TUGAS LATIHAN 1 » Ringkaslah paragraf dalam kutipan tentang kepemimpinan yang diawali "Memimpin juga begitu" menjadi beberapa poin singkat yang tetap memuat fakta utamanya.
TUGAS LATIHAN 2 » Teruskan kutipan tentang kepemimpinan itu mulai dari sesudah kalimat terakhirnya.

KUTIPAN TERPILIH »

- - -

Waktu

Dua Filsafat Kepemimpinan  

Rabu, 07 Januari 2009


Oleh Eka Darmaputera

Tahu banyak tentang bagaimana cara berenang yang benar, tidak dengan sendirinya membuat orang bisa berenang. Pengetahuan ini bahkan nyaris tak ada gunanya, bila yang bersangkutan tidak pernah mencemplungkan dirinya ke air dan … berenang!
Yang ingin saya katakan adalah, bahwa tak ada jalan lain untuk belajar berenang, kecuali dengan berenang! Begitu pula dengan belajar mengemudi, belajar memasak, belajar komputer, atau belajar apa saja.
Memimpin juga begitu. Anda tidak bisa belajar memimpin, hanya dengan mengikuti sebanyak mungkin seminar kepemimpinan. Tak peduli berapa juta rupiah yang telah Anda bayar. Tak bisa pula sekadar dengan masuk ke program S-2 atau S-3 dalam ilmu manajemen dan kepemimpinan. Sekali pun Anda berhasil mendapatkan ijazah dan meraih gelar. Satu-satunya cara bila Anda mau belajar memimpin, adalah dengan memimpin. Dan apakah seseorang adalah benar-benar pemimpin, ditentukan oleh ”gaya kepemimpinan”nya. Oleh baik-tidaknya ia memimpin.

JADI, apa perlunya dong pembicaraan yang panjang lebar selama ini? Mengapa tidak langsung to the point, kita bahas pelaksanaan praktisnya saja? Seperti, itu lho, kalau kita mengikuti kursus masak. Si guru ”kan tidak perlu bicara banyak. Cukup ia memberi contoh bagaimana mengiris ini atau itu, menumis ini atau itu; kita catat resepnya; dan segera memraktikkannya. Beres! Lebih singkat dan lebih bermanfaat.
Ya, bisa saja begitu. Banyak kursus kepemimpinan yang menawarkan cara ”praktis” seperti itu. Tapi sebenarnya ada masalah besar di sini. Yaitu, bahwa cara tersebut hanya akan melahirkan ”tukang-tukang pemimpin”, bukan ”pemimpin”.
”Tukang-tukang pemimpin”? Apa pula ini? Anda tidak tahu? Itu lho, sama seperti ketika si Babe (Benjamin S.) dengan bangga menyebut anaknya, si Doel (Rano Karno), sebagai -- ingat? -- ”tukang insinyur”. Dalam bayangan si Babe, anaknya itu adalah seperti seorang tukang bubut atau montir, hanya saja lebih mahir. Tentu. Abis, titelnya aje ”sinyur”.
Jadi, sekali lagi, cara yang Anda sebut ”lebih singkat” dan ”lebih bermanfaat” itu, paling banter hanya akan menghasilkan ”tukang pemimpin”; bukan ”seorang pemimpin”. Teknisi ahli, barangkali, tapi bukan pemimpin sejati. Atau bila memakai tamsil kursus masak-memasak, cara tersebut bisa membuat orang terampil sebagai ”tukang masak”, tapi jelas tidak melahirkan seorang ”koki”. Apa lagi seorang ”chef”.

- - -

BLOK DATA »
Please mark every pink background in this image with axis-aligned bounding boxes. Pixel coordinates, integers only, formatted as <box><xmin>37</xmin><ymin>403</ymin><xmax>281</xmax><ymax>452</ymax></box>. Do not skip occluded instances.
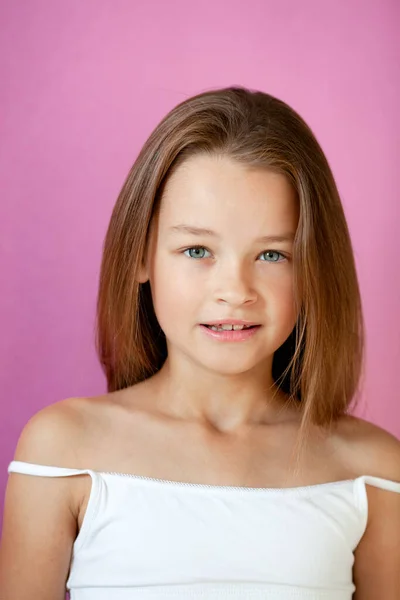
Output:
<box><xmin>0</xmin><ymin>0</ymin><xmax>400</xmax><ymax>528</ymax></box>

- - -

JAWABAN 1 »
- Orang tidak bisa belajar memimpin hanya dengan mengikuti sebanyak mungkin seminar kepemimpinan, berapa pun biayanya.
- Masuk program S-2 atau S-3 ilmu manajemen dan kepemimpinan juga tidak cukup, sekalipun berhasil mendapat ijazah dan gelar.
- Satu-satunya cara belajar memimpin adalah dengan memimpin.
- Apakah seseorang benar-benar pemimpin ditentukan oleh gaya kepemimpinannya, yaitu baik-tidaknya ia memimpin.

JAWABAN 2 »
Bilamana tujuan akhir kita hanyalah sekadar kepingin bisa ”nyetir” alias mengemudi, ini memang dapat dicapai dengan berlatih di belakang kemudi. Cukup asal tahu bagaimana caranya mengganti busi, atau membersihkan aki, atau menambah oli. Tak perlu tahu apa fungsi, dan bagaimana bekerjanya semua ini.
Tapi ”memimpin” itu membutuhkan lebih dari pada sekadar keterampilan seorang ”sopir”. Ini sama sekali bukan soal mana yang lebih rendah dan mana yang lebih tinggi. Tidak! Saya hanya hendak mengatakan, bahwa keduanya berbeda. Tidak boleh dicampur-adukkan.
Aries, sopir saya, saya sebut seorang ”sopir yang baik”, karena dapat mengemudikan mobil dengan kencang dan aman. Artinya, yang dibutuhkan oleh si Aries untuk mendapatkan sebutan itu adalah ”keterampilan teknis”, yang memang sangat sangat penting!. Tapi seorang pemim-pin memerlukan lebih dari ”keterampilan”.

KETERAMPILAN teknis memimpin dan kemampuan manajerial tentu penting. Tapi tidak cukup. Sebab ada yang sangat kualitatif. Dalam kepemimpinan, ada nilai-nilai yang mendasar yang tersangkut di situ. Sama seperti pintar cari uang tidak serta merta membuat seseorang otomatis menjadi seorang suami teladan, begitu pula pandai berorganisasi tidak dengan sendirinya menahbiskan seseorang menjadi pemimpin jempolan. Setuju?
Seorang pemimpin yang baik adalah seorang yang dapat memimpin dengan baik. Benar! Tapi ”bagaimana” (= how) ia – secara praktis -- melaksanakan kepemimpinannya, ini ditentukan oleh apa yang disebut ”filsafat kepemimpinan”. Artinya, pemahaman yang bersangkutan mengenai ”apa” (= what) kepemimpinan itu.
Dan, pada gilirannya, pemahaman mengenai ”apa” kepemimpinan itu, ditentukan oleh ”motivasi” (= why) kepemimpinan yang bersemayam di hati orang per orang. Itu sebabnya, pembicaraan yang panjang lebar mengenai motivasi dan nilai-nilai. Seorang ”tukang pemimpin” tidak memerlukan itu. Tapi seorang ”pemimpin sejati” dikemudikan oleh itu.
Namun demikian, saya tahu, bahwa semua pembicaraan tentang motivasi dan nilai-nilai itu akan mubazir, sia-sia dan percuma, bila ia berhenti menjadi sesuatu yang ”normatif” belaka. Artinya, tidak ”operatif”. Karena itu, sekarang saya mesti menukik ke tataran yang ”sedikit” lebih operasional. Kita akan membahas masalah ”filsafat kepemimpinan”.

APAKAH ”filsafat kepemimpinan” itu? Tentang ”kepemimpinan”, sedikit banyak, kita telah membahasnya. Tapi mengenai ”filsafat”, belum.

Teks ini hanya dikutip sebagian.